Quoted passage -
========================================
Spring has finally arrived, and it’s time to get out into the garden and make sure that the plants and flowers look their best. Though a lot of the work that goes into having a beautiful spring garden actually happens during the winter, there are still things for a gardener to do now that the sunlight is lingering and the air is warming up. Here are seven tips to help your spring garden grow:
Prune Shrubs and Trees
Some shrubs and trees are pruned right after they flower, but others are best pruned in the early spring. These include flowering abelias, rose of Sharon, roses, hydrangeas, crepe myrtles, oleanders, and sourwoods. Every tree or shrub should have dead, diseased, or damaged branches snipped off. To shape a shrub or tree, cut it just above a bud at a 45-degree angle. Cuts that are too sharp or too close to the bud invite rot. To thin out a tree, put the blade of the loppers or the secateurs around the branch with the larger cutting edge against the parent stem. Cut up from the bottom to protect against a ragged cut.
Evergreen shrubs are notorious for not liking to be cut back, but if one of my evergreens is straggly, I certainly will cut it back. This stimulates the plant to grow new branches from the base.
Check the Soil
It is always a good idea to check the soil before planting, especially if that area of the garden hasn’t been used. I check to see how well the soil drains, first. Most plants and flowers really can’t tolerate wet feet, so it’s important that the soil drains well. There are plants that don’t mind soil being a bit soggy, and these are plants to consider for a place where a foot-deep puddle of water doesn’t disappear within an hour. These plants include Boltonia, summer-sweet, mallow, sweet spire, and some varieties of phlox.
Another characteristic of the soil to check is its pH. Some plants thrive in soil that’s a bit acidic, such as azaleas, while others like the soil alkaline. One easy way to check the pH is to send it to the local cooperative extension and have it tested. If the soil is too acidic or alkaline, amendments can be added to get it to the right pH. These amendments can be easily found at the local garden store.
Sharpen the Tools
This job is best done in winter before the tools are really needed, but I too have delayed and have to take an afternoon to make sure the rakes and hoes and shovels I bought from my favorite garden center are up to snuff. Blades need to be cleaned, sharpened, and given a coat of light oil to keep them rust-free. I admit that I’m a bit scared of my gas-powered lawnmower, so I have someone come over from the outdoor garden center and take care of it. This means balancing and sharpening the blades, changing the spark plug, draining the oil, and refilling the tank with gas.
========================================
Data extracts -
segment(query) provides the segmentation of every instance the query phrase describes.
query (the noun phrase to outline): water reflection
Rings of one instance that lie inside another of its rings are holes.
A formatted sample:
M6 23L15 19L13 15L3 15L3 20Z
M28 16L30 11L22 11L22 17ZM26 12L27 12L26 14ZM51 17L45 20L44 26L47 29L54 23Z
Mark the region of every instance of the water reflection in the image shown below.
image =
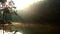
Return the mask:
M7 32L7 31L0 30L0 34L22 34L22 33L17 31Z

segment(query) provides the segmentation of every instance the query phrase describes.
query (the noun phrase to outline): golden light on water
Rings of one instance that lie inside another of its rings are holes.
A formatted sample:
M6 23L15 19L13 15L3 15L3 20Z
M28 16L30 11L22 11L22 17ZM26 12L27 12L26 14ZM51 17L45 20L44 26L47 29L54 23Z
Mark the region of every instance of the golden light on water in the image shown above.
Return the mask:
========================================
Task A - Decide whether each statement agrees with the spring garden tips. Answer yes or no for each and quote the words from the text that settle it. (i) Roses are among the plants best pruned in early spring. (ii) Most plants do fine in soggy soil. (iii) The writer personally sharpens the blades of the gas-powered lawnmower.
Task B - From the spring garden tips, reproduce the stretch from "Sharpen the Tools" through "tank with gas.".

Expected answer A -
(i) Yes: "These include flowering abelias, rose of Sharon, roses, hydrangeas, crepe myrtles, oleanders, and sourwoods."
(ii) No: "Most plants and flowers really can’t tolerate wet feet"
(iii) No: "I have someone come over from the outdoor garden center and take care of it."

Expected answer B -
Sharpen the Tools
This job is best done in winter before the tools are really needed, but I too have delayed and have to take an afternoon to make sure the rakes and hoes and shovels I bought from my favorite garden center are up to snuff. Blades need to be cleaned, sharpened, and given a coat of light oil to keep them rust-free. I admit that I’m a bit scared of my gas-powered lawnmower, so I have someone come over from the outdoor garden center and take care of it. This means balancing and sharpening the blades, changing the spark plug, draining the oil, and refilling the tank with gas.